++++ Document text ++++

The book requires some real analytical thinking and you many need information from the rest of the business in order to get the most of the allocated activity. It is about driving a winning business, with its practical workbook format there are exercises in here that any HR leader will want to complete with their leaders across the business. Without that involvement, the reader could devote a great deal of time and effort in to completing the tasks this book coaches you through, the risk then is that you have a huge hurdle to get your leadership team on board at all.
There is one key principle in the book that, to me, leaps out as a differentiator, often assumptions about HR will harm any strategic initiative that is driven by the department. Assumptions like; we are here to discipline, performance manage, recruit and train. Rather than a function that can drive the success of a business, harness efficiency and maximise its assets – the humans. If you are going to take the recommendations of this book to your CEO I think you will find something fundamental in principle nine. Having spent a large part of my career in sales I can attest that revenue drives most action, short sighted, I know, however it’s true for many organisations.
So, when revenues are down leaders can switch to the behaviours they know best, that is often not the answer. In this book, you can marry the less tangible benefits of a reflective and progressive culture that will harness talent and shape careers with the revenue a company can unlock if the correct energy and focus is gained. It’s a wakeup call that we all need to understand business development and do it well to underpin an organisation. If HR are going to need to ‘sell’ these principles in to an organisation there needs to be a strong business metric, reduced attrition and increased productivity could be a great start AND even better if you apply this you can build in a sales activity and finally commercial activity.
These principles are comprehensive, the author (and sometimes you feel his team are writing this book also) is experienced at moving people to change, some of the tasks are not easy, the require a lot of thought. If you are going to invest your time and brain space on completing those exercises then you want to have a way of weaving this into your business.
If in HR we are to harness agility, by organising ourselves and working in a new and more agile way, we must lead from the front, this may mean working to a framework like these principles to demonstrate to the rest of our organisation how it can benefit a workforce and create sustainable winning activities.

++++

What needs to be done
Can you rewrite the review starting at the words "There is one" and stopping after "for many organisations.", with "board" in place of "CEO"?

++++ Data shown ++++

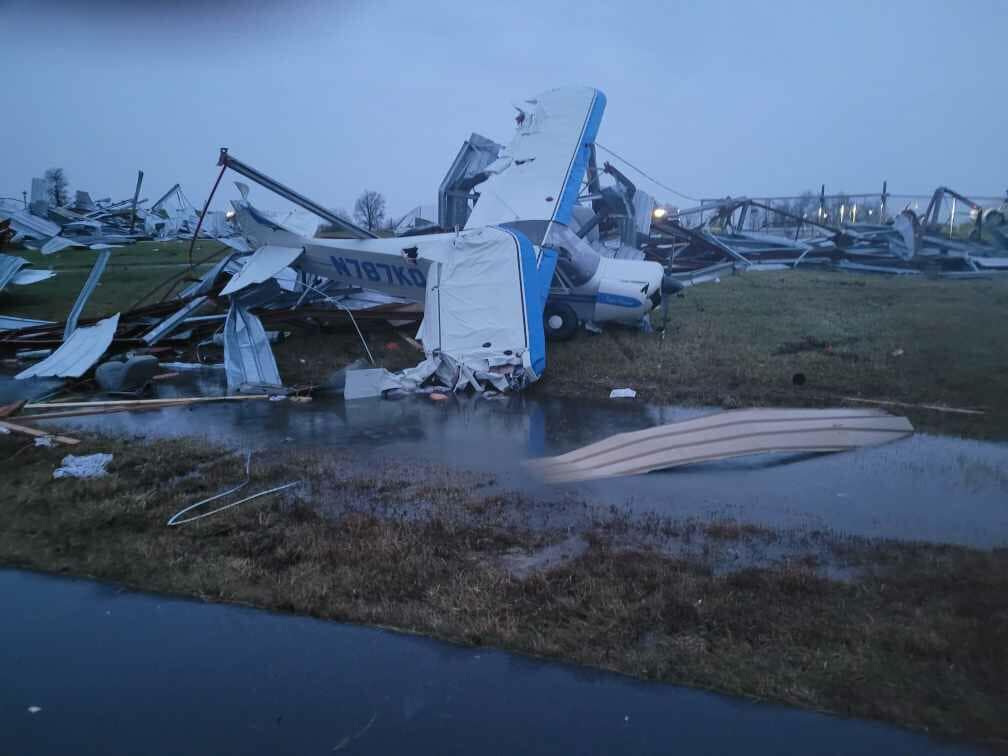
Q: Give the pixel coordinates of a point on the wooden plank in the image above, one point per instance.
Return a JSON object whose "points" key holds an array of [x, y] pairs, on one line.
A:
{"points": [[173, 401], [725, 435], [9, 410], [35, 432], [934, 407], [87, 412]]}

++++

Solution for this problem
There is one key principle in the book that, to me, leaps out as a differentiator, often assumptions about HR will harm any strategic initiative that is driven by the department. Assumptions like; we are here to discipline, performance manage, recruit and train. Rather than a function that can drive the success of a business, harness efficiency and maximise its assets – the humans. If you are going to take the recommendations of this book to your board I think you will find something fundamental in principle nine. Having spent a large part of my career in sales I can attest that revenue drives most action, short sighted, I know, however it’s true for many organisations.